[Pointing records]
•••••

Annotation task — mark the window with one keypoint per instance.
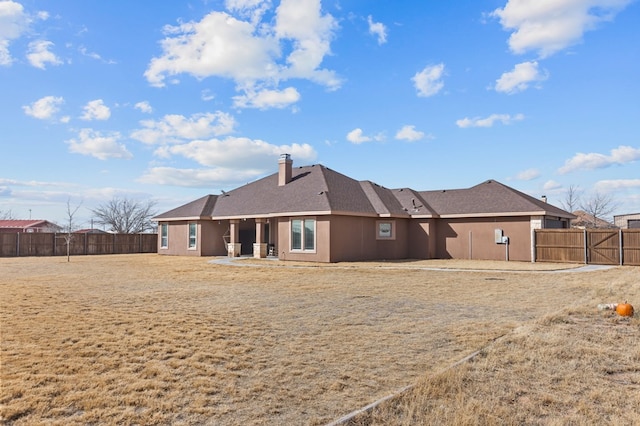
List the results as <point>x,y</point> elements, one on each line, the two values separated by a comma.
<point>386,230</point>
<point>303,234</point>
<point>193,230</point>
<point>164,235</point>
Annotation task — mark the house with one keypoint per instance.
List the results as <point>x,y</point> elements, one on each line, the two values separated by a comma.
<point>15,225</point>
<point>313,213</point>
<point>627,221</point>
<point>586,220</point>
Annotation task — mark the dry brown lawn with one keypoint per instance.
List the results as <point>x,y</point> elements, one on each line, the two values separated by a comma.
<point>148,339</point>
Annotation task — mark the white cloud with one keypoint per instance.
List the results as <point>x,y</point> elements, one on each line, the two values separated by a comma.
<point>93,55</point>
<point>175,128</point>
<point>356,136</point>
<point>519,79</point>
<point>551,185</point>
<point>377,29</point>
<point>528,174</point>
<point>96,110</point>
<point>99,145</point>
<point>550,26</point>
<point>489,121</point>
<point>620,155</point>
<point>302,24</point>
<point>256,54</point>
<point>409,133</point>
<point>206,95</point>
<point>238,152</point>
<point>39,55</point>
<point>13,23</point>
<point>606,186</point>
<point>267,98</point>
<point>198,178</point>
<point>44,108</point>
<point>144,106</point>
<point>252,9</point>
<point>428,82</point>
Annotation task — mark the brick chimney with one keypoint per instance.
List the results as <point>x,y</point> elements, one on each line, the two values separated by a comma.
<point>284,169</point>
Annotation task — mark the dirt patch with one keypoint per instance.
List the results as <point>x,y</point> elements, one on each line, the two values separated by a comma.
<point>155,339</point>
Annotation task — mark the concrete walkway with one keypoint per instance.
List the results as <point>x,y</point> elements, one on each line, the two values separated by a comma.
<point>233,261</point>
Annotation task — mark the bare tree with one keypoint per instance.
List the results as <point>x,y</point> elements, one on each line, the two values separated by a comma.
<point>572,198</point>
<point>68,237</point>
<point>126,216</point>
<point>598,207</point>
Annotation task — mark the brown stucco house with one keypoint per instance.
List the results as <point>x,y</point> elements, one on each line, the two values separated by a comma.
<point>313,213</point>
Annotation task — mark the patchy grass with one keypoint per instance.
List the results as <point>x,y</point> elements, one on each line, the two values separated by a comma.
<point>151,339</point>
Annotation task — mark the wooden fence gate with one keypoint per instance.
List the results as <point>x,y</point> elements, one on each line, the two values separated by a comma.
<point>596,246</point>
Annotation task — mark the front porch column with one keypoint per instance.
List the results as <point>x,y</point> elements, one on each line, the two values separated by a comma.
<point>234,246</point>
<point>260,246</point>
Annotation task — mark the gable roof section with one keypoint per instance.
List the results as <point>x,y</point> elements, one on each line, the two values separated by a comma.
<point>25,224</point>
<point>413,203</point>
<point>312,190</point>
<point>383,200</point>
<point>490,198</point>
<point>197,209</point>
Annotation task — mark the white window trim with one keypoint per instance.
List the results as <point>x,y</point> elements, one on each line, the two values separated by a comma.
<point>195,244</point>
<point>315,235</point>
<point>166,226</point>
<point>379,224</point>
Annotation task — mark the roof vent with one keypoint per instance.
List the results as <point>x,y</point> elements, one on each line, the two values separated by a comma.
<point>284,169</point>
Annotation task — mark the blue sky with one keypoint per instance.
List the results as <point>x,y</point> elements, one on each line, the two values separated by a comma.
<point>170,101</point>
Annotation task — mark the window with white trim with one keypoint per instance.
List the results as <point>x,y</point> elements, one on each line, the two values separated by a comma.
<point>303,235</point>
<point>386,230</point>
<point>193,232</point>
<point>164,235</point>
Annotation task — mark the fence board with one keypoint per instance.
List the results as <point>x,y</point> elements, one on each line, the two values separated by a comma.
<point>631,247</point>
<point>603,246</point>
<point>54,244</point>
<point>559,245</point>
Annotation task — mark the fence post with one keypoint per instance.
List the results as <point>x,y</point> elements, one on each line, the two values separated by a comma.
<point>586,247</point>
<point>621,246</point>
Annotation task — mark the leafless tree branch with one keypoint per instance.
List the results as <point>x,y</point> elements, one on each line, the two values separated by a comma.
<point>126,216</point>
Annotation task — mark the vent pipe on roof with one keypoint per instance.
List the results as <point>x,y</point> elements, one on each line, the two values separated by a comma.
<point>284,169</point>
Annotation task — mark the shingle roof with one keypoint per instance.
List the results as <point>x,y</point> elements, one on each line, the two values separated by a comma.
<point>21,223</point>
<point>488,198</point>
<point>311,189</point>
<point>317,189</point>
<point>200,208</point>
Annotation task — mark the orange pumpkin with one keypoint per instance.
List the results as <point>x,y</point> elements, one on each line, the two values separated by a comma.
<point>624,309</point>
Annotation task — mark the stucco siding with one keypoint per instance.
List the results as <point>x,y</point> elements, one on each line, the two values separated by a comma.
<point>178,239</point>
<point>355,238</point>
<point>475,239</point>
<point>210,238</point>
<point>422,241</point>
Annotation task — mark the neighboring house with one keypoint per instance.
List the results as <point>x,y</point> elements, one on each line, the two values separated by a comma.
<point>627,221</point>
<point>585,220</point>
<point>314,213</point>
<point>90,231</point>
<point>14,225</point>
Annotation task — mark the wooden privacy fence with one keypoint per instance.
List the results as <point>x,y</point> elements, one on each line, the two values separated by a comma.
<point>596,246</point>
<point>55,244</point>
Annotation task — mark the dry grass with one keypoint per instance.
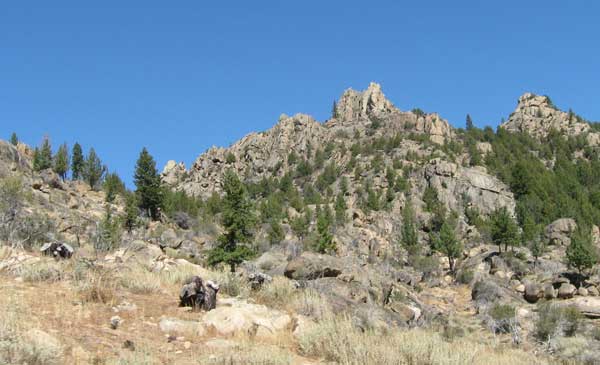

•••••

--- GIVEN INSTRUCTION ---
Reproduce only the data from the line containing "Annotation task — mark the white window" down to the line containing "<point>379,224</point>", with both of those lines included. Keep the request lines unchanged, and offset every x and y coordinate in the answers by adding 83.

--- SOLUTION TO THE EXERCISE ---
Annotation task — mark the white window trim with one keypoint per instance.
List the results as <point>x,y</point> elements, one on each line, the two values separated by a comma.
<point>278,327</point>
<point>398,318</point>
<point>249,309</point>
<point>462,307</point>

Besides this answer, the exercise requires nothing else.